▶ [EXERCISE PROMPT] Reproduce the listing below verbatim, omitting the pictures.

▶ [MATERIAL FOR THIS TASK]
>>>>

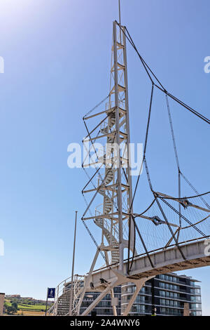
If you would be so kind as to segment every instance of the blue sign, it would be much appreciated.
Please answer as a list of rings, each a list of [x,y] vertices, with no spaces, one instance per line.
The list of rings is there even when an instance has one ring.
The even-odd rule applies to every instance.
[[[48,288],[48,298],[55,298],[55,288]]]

<<<<

▶ [PROBLEM SOLUTION]
If you would be so kind as to segment every instance of the blue sign, it would be much appreciated.
Please answer as a list of rings, each a list of [x,y] vertices, with no spaces, one instance per line.
The list of rings is there even when an instance has one ring.
The even-odd rule applies to every instance.
[[[48,288],[48,298],[55,298],[55,288]]]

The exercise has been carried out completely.